TEXT PASSAGE:

Ingesting Data from Hadoop in Batches

Last updated: 2020-11-23 15:45:52

    This document describes how to load data files from a remote Hadoop cluster into a Druid cluster in batches. Operations in this document are all performed by the Hadoop user; therefore, please switch to the Hadoop user in both the Druid and Hadoop clusters.

    Loading Data into Druid Cluster in Batches

    1. Run the following commands to create directories as the Hadoop user in the remote Hadoop cluster:
      hdfs dfs -mkdir /druid
      hdfs dfs -mkdir /druid/segments
      hdfs dfs -mkdir /quickstart
      hdfs dfs -chmod 777 /druid
      hdfs dfs -chmod 777 /druid/segments
      hdfs dfs -chmod 777 /quickstart

      Note:

      If the Druid and Hadoop clusters are both self-deployed clusters, the directories need to be created on the corresponding Hadoop cluster (you also need to perform subsequent operations in the correct cluster). If the Druid and Hadoop clusters are the same cluster in the testing environment, you can perform the operations in the same cluster.

    2. Upload the testing package.
      The Druid cluster comes with a sample dataset named Wikiticker (located in /usr/local/service/druid/quickstart/tutorial/wikiticker-2015-09-12-sampled.json.gz by default). The operation of uploading the dataset in the Druid cluster to the corresponding remote Hadoop cluster should be performed on the remote Hadoop cluster.
      hdfs dfs -put wikiticker-2015-09-12-sampled.json.gz /quickstart/wikiticker-2015-09-12-sampled.json.gz
    3. Compile the index file.
      Prepare an index file by running the following commands, which is still the Druid cluster's sample file /usr/local/service/druid/quickstart/tutorial/wikipedia-index-hadoop.json:
      {
      "type" : "index_hadoop",
      "spec" : {
       "dataSchema" : {
         "dataSource" : "wikipedia",
         "parser" : {
           "type" : "hadoopyString",
           "parseSpec" : {
             "format" : "json",
             "dimensionsSpec" : {
               "dimensions" : [
                 "channel",
                 "cityName",
                 "comment",
                 "countryIsoCode",
                 "countryName",
                 "isAnonymous",
                 "isMinor",
                 "isNew",
                 "isRobot",
                 "isUnpatrolled",
                 "metroCode",
                 "namespace",
                 "page",
                 "regionIsoCode",
                 "regionName",
                 "user",
                 { "name": "added", "type": "long" },
                 { "name": "deleted", "type": "long" },
                 { "name": "delta", "type": "long" }
               ]
             },
               "column" : "time"

INFORMATION SUPPLIED:
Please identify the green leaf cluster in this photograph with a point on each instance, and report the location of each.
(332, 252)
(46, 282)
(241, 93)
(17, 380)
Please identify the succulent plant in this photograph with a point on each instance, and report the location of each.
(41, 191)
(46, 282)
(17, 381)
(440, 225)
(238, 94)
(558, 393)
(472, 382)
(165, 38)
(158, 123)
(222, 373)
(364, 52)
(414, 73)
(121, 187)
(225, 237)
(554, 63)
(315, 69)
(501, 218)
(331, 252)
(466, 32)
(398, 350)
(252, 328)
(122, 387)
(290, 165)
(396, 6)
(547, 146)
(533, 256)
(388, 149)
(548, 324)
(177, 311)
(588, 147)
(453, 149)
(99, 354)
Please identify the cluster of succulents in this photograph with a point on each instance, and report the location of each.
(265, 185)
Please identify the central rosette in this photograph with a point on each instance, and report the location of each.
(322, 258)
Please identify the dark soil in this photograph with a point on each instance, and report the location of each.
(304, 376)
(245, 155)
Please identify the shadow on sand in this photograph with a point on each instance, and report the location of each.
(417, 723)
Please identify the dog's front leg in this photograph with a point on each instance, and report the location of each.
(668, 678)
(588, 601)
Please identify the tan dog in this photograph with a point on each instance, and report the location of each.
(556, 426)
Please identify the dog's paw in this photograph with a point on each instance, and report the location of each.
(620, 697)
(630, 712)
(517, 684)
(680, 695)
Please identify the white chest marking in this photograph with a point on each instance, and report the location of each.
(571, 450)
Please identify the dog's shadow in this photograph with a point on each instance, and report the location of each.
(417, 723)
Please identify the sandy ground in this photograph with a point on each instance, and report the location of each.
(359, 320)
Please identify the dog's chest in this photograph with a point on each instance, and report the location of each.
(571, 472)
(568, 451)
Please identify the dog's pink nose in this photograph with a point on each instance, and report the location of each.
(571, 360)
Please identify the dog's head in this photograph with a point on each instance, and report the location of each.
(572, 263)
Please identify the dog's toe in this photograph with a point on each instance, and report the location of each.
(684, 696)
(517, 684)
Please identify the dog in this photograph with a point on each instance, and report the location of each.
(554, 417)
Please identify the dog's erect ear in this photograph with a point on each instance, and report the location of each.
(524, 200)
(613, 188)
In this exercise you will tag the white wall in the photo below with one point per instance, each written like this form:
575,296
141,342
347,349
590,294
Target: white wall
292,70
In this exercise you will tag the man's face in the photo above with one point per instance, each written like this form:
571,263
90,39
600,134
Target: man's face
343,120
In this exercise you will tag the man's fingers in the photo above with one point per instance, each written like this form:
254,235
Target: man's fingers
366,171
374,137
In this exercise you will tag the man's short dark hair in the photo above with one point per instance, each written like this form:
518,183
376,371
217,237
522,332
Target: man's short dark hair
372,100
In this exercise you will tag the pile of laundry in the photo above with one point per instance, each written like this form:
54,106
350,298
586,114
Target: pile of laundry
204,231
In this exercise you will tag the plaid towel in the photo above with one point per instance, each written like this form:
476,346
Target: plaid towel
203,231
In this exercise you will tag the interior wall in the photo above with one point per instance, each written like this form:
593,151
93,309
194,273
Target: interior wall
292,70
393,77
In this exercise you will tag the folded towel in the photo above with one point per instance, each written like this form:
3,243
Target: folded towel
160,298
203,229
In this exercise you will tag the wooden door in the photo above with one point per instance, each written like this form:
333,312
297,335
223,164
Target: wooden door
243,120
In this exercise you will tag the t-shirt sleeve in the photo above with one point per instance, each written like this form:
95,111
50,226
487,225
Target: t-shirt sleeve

REQUIREMENT A:
Which directories does step 1 of the Hadoop batch ingestion guide create with the mkdir command?
REQUIREMENT B:
Repeat the passage of the Hadoop batch ingestion guide between "If the Druid and Hadoop clusters are both" and "the same cluster.", inclusive.
The material after the guide is separate from it.

WRITTEN ANSWER A:
/druid
/druid/segments
/quickstart

WRITTEN ANSWER B:
If the Druid and Hadoop clusters are both self-deployed clusters, the directories need to be created on the corresponding Hadoop cluster (you also need to perform subsequent operations in the correct cluster). If the Druid and Hadoop clusters are the same cluster in the testing environment, you can perform the operations in the same cluster.